Reproduce word for word the stretch of the bootloader and radio thread from "## miketoasty (Jun" through "the control panel).".

=== Page text ===
* * *

# Bootloader & Radio Issue



## BooMaLiCiOuS (Aug 3, 2011)

So after destroying and unable to recover my 32gb card that came with my phone, I put in a fresh 8gb card to get me going for the time being.

I have just downloaded the lastest GB radio updates in the radio topic to the SD card root directory. Restarted to bootloader...... no updates. I have the right file name on the radio zip file, but the only options are to reboot and reboot to bootloader.. the standard stuff.

What am I missing?? Am I supposed to do something with the SD card and this phone?


----------



## BlackDobe (Sep 2, 2011)

I'm not 100% sure but i think the card has to be formatted as FAT32.
Edit: I'm now 99% sure it needs to be FAT32. If the SD card is working on your phone, i.e. your phone can put stuff on the SD and get stuff from the SD then it is formatted in FAT32. If it still doesn't see the file make sure it is properly named to *PG05IMG.zip* and you should be all set.


----------



## BooMaLiCiOuS (Aug 3, 2011)

Card was formatted to FAT32 before installation. Card reads just fine. I have installed new ROMs and listen to my music since installation a few days back. This is my first droid phone and not too sure if the phones come stock with something on the SD card that needs to be there.


----------



## miketoasty (Jun 10, 2011)

BooMaLiCiOuS said:


> Card was formatted to FAT32 before installation. Card reads just fine. I have installed new ROMs and listen to my music since installation a few days back. This is my first droid phone and not too sure if the phones come stock with something on the SD card that needs to be there.


There is nothing that "Needs" to be on the SD card. Make sure you aren't putting in the .zip twice (Windows hides the extra .zip unless you enable it in the control panel).


----------

* * *

=== Given data ===
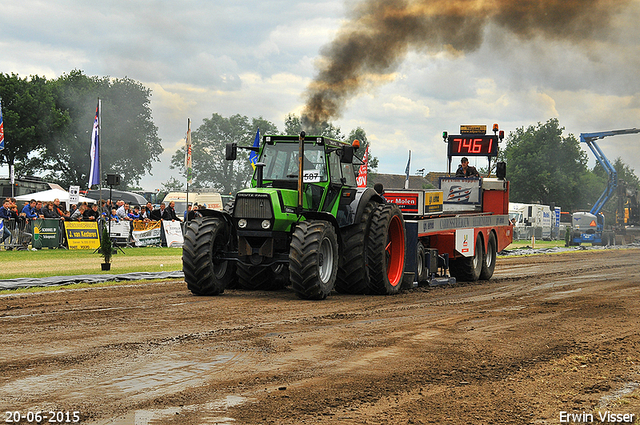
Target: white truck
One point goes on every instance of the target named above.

* * *

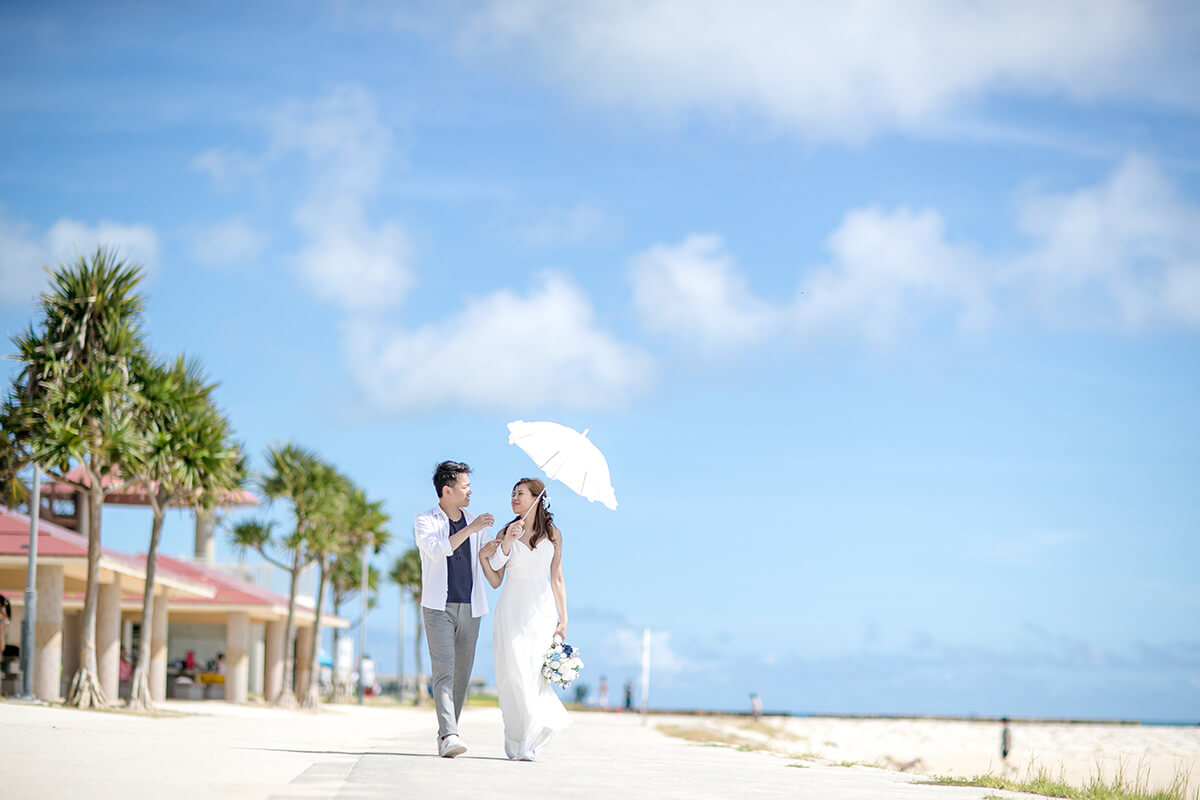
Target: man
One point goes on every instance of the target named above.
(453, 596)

* * *

=== Solution for this problem ===
## miketoasty (Jun 10, 2011)

BooMaLiCiOuS said:


> Card was formatted to FAT32 before installation. Card reads just fine. I have installed new ROMs and listen to my music since installation a few days back. This is my first droid phone and not too sure if the phones come stock with something on the SD card that needs to be there.


There is nothing that "Needs" to be on the SD card. Make sure you aren't putting in the .zip twice (Windows hides the extra .zip unless you enable it in the control panel).